SOURCE TEXT -
The Internet Thruway, IMHO, is the first serious attempt at getting to the
root problem.  I don't know much about Nortel's product, but I do know that
using the PSTN seems to be the wrong way to get Internet service.   Why on
earth do you want to use a circuit-switched network to access a packet
switched network?  That's nuts, but unfortunately it's the only option Joe
Consumer has.

Cable modems?  They'll be great when your cable company's plant will work
birectionally and they get their data act together.  I was amused by a
letter to the editor in this week's _Fortune_ magazine.  The writer proudly
proclaimed that Internet access over cable worked wonderfully.  He went on
about how "..on the appointed day, at the appointed time, two cable
installers, three Comcast personnel, and two CompUSA personnel arrived and
successfully installed my cable modem in two hours..."  Good God, if it
takes 14 person-hours to install a cable modem, the cable companies are
going to lose their shirts!  (I'd like to know if this crew was even able
to all show up in the same vehicle! :-)

As for ADSL, I have serious doubts as to whether or not the phone campanies
understand what to do with the technology.  After they get xDSL local loops
to everyone's home, will they know what to hook them up to?   I've heard a
lot about ADSL trials, but what are these loops being connected to?  Does
the solution scale?

There are lots folks in the phone company who have no clue as to how the
Internet works.  This is why none of them saw this Internet access thing
coming.  (Not that I'm sure they could have done anything about it...)
They now have a network that is underengineered for the way it's being used
and they have to do something about it quick...  The only means they know
of is to raise the price.

Point-labeling examples:
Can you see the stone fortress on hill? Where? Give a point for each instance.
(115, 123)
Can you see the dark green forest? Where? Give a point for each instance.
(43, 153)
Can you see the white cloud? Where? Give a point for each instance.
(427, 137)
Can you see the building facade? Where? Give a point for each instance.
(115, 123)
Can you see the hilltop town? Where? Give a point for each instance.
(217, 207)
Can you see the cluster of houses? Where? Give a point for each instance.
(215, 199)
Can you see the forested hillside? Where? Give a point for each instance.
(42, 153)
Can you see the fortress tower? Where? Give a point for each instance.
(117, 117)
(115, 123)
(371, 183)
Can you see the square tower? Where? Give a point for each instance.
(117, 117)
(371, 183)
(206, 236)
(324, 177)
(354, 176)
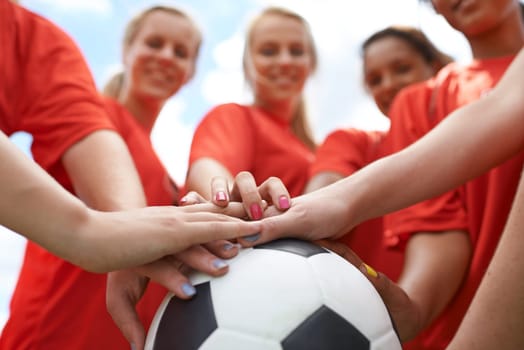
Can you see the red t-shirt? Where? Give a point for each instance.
(345, 152)
(480, 207)
(57, 305)
(245, 138)
(47, 89)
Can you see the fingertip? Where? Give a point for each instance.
(284, 202)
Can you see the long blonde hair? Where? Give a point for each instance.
(299, 124)
(114, 85)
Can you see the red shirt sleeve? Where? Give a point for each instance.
(51, 94)
(226, 135)
(346, 151)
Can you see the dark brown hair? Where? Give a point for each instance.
(416, 39)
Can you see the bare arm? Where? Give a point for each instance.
(322, 180)
(201, 174)
(466, 144)
(495, 318)
(434, 268)
(36, 206)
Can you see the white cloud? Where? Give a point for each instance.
(93, 6)
(172, 139)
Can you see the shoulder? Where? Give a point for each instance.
(228, 109)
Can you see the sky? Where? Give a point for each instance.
(334, 95)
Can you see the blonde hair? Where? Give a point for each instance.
(299, 123)
(114, 85)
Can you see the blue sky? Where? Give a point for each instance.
(334, 95)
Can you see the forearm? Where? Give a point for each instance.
(495, 318)
(32, 203)
(322, 179)
(434, 268)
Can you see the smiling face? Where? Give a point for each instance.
(391, 64)
(474, 17)
(279, 58)
(161, 56)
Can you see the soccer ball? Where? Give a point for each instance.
(286, 294)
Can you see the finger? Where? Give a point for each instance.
(122, 294)
(232, 209)
(223, 248)
(342, 250)
(220, 191)
(246, 190)
(204, 232)
(192, 198)
(274, 192)
(289, 224)
(166, 272)
(201, 259)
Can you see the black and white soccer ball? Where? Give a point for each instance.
(287, 294)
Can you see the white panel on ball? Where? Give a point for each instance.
(258, 313)
(282, 295)
(227, 339)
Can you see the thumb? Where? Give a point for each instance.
(121, 307)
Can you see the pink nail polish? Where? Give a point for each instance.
(283, 202)
(220, 196)
(256, 211)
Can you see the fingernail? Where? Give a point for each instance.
(220, 196)
(256, 211)
(283, 202)
(219, 264)
(252, 238)
(228, 246)
(368, 270)
(188, 289)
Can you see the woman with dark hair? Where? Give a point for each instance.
(393, 58)
(448, 240)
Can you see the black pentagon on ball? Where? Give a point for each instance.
(325, 330)
(187, 332)
(293, 246)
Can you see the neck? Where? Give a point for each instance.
(144, 110)
(284, 110)
(507, 39)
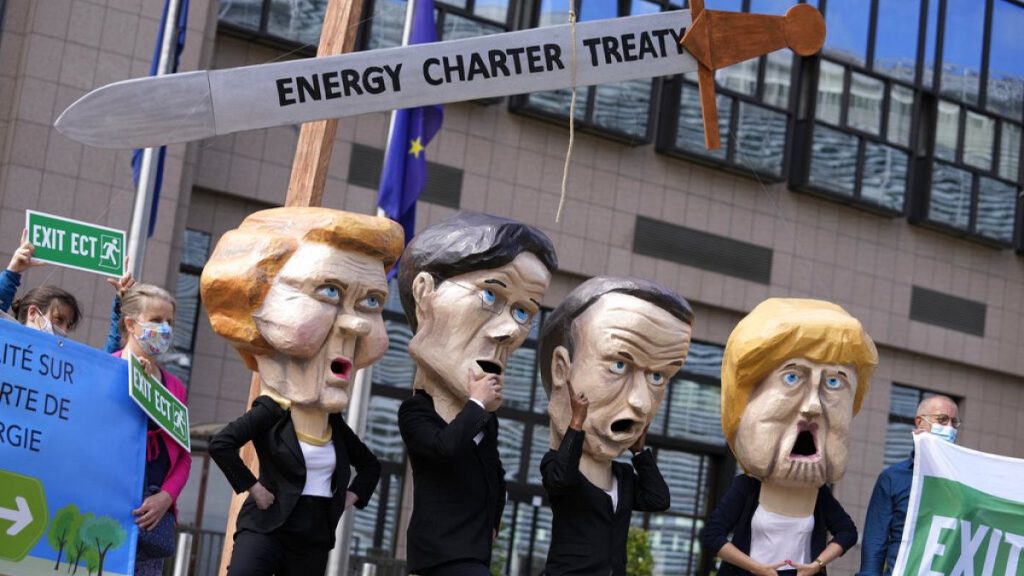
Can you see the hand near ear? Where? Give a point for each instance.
(579, 405)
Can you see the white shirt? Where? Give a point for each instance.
(320, 467)
(613, 493)
(775, 537)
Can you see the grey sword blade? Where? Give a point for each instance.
(142, 112)
(177, 108)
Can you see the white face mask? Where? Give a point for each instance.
(946, 433)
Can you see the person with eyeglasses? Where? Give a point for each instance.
(887, 509)
(471, 287)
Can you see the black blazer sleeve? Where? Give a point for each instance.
(560, 468)
(426, 437)
(650, 491)
(225, 445)
(840, 524)
(723, 520)
(368, 467)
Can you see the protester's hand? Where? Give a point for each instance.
(262, 496)
(350, 499)
(579, 406)
(486, 389)
(121, 285)
(768, 569)
(22, 259)
(807, 569)
(154, 507)
(639, 444)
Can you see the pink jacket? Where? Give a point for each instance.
(180, 460)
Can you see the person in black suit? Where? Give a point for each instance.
(470, 287)
(607, 354)
(299, 292)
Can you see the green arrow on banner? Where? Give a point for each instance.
(23, 515)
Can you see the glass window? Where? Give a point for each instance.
(979, 135)
(847, 26)
(996, 204)
(950, 200)
(947, 130)
(689, 127)
(829, 92)
(896, 38)
(885, 175)
(864, 112)
(761, 138)
(1006, 60)
(1010, 154)
(834, 161)
(962, 44)
(900, 114)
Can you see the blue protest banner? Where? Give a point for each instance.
(72, 457)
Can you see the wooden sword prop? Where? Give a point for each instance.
(178, 108)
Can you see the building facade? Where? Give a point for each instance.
(883, 174)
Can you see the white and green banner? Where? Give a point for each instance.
(966, 516)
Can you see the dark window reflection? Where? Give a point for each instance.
(689, 131)
(996, 207)
(1010, 153)
(847, 26)
(834, 161)
(962, 49)
(761, 138)
(896, 38)
(1006, 60)
(950, 200)
(884, 181)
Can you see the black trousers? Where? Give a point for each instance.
(458, 568)
(300, 547)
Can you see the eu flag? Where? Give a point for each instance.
(412, 129)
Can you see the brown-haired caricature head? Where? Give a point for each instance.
(794, 374)
(247, 260)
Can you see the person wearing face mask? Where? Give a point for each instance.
(146, 332)
(47, 309)
(887, 509)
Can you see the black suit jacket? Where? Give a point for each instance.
(283, 469)
(587, 537)
(458, 486)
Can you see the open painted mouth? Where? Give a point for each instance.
(489, 367)
(624, 425)
(805, 447)
(341, 367)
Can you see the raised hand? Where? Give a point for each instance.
(579, 406)
(22, 259)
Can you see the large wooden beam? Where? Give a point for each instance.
(312, 157)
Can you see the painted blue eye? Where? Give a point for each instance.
(520, 315)
(488, 296)
(329, 292)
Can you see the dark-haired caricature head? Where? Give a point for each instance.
(471, 287)
(619, 340)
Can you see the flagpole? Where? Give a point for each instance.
(147, 171)
(338, 561)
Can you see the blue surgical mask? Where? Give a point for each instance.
(155, 338)
(946, 433)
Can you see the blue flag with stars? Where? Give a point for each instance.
(406, 165)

WRITTEN REQUEST 1 -
Please restate the Internet access text from "They now have" up to and including "raise the price.", swapping "underengineered" for "overloaded".
WRITTEN REQUEST 2 -
In the Internet access text, which magazine printed the letter about cable Internet access?

RIGHT ANSWER 1 -
They now have a network that is overloaded for the way it's being used
and they have to do something about it quick...  The only means they know
of is to raise the price.

RIGHT ANSWER 2 -
*Fortune* magazine.